Given request> Copy out each line below that contains the string "jacket", reproducing those lines in full.

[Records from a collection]
+---+
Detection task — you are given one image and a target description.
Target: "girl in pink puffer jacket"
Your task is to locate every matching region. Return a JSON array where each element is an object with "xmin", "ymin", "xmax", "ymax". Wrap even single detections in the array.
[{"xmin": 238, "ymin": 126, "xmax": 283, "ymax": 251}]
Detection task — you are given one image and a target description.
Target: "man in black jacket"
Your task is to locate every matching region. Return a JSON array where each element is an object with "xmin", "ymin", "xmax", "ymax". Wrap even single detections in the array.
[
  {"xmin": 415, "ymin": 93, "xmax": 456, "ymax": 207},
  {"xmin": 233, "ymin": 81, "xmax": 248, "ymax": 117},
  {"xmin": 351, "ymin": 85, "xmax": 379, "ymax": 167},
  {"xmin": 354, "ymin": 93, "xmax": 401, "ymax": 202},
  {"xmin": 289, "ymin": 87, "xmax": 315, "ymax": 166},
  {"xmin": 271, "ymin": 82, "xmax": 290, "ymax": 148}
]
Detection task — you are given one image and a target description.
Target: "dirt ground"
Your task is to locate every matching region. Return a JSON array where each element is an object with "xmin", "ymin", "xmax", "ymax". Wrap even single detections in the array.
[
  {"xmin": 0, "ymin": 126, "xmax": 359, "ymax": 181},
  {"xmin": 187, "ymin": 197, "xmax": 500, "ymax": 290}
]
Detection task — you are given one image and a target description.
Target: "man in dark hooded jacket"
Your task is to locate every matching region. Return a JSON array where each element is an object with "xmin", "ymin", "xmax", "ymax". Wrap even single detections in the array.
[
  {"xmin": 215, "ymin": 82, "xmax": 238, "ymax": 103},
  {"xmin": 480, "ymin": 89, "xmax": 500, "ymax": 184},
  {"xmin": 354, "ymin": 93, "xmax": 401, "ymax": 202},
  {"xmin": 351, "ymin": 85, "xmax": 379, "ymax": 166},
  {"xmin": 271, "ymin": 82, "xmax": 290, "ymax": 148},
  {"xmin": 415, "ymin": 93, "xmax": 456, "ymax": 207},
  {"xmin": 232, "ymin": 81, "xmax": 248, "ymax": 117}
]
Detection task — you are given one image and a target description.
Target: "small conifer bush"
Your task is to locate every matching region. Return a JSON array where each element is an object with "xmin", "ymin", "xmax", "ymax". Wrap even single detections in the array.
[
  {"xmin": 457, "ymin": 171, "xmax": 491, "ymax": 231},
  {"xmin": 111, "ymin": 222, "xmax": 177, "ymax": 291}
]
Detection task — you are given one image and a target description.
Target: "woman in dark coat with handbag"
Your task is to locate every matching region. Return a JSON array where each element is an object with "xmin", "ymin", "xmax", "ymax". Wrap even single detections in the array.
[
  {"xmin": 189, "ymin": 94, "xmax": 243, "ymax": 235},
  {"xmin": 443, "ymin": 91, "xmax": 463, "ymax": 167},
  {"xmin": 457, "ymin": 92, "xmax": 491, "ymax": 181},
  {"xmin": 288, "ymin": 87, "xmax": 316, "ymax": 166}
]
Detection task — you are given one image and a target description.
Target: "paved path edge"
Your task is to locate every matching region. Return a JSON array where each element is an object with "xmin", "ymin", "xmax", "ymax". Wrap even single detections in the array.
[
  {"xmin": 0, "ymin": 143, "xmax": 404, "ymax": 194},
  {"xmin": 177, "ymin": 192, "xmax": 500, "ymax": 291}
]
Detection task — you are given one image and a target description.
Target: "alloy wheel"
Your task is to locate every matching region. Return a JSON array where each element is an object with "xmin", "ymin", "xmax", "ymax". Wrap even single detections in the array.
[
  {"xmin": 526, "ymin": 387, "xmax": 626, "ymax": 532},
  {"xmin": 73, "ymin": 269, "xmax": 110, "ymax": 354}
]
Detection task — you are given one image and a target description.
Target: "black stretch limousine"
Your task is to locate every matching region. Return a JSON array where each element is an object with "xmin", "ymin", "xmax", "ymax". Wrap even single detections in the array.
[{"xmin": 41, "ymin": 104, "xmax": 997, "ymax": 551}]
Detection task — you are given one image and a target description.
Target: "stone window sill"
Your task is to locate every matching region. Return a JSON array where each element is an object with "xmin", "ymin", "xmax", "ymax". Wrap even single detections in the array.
+---+
Result of this exercise>
Target: "girl in pink puffer jacket"
Target: "man in black jacket"
Target: "man in dark hooded jacket"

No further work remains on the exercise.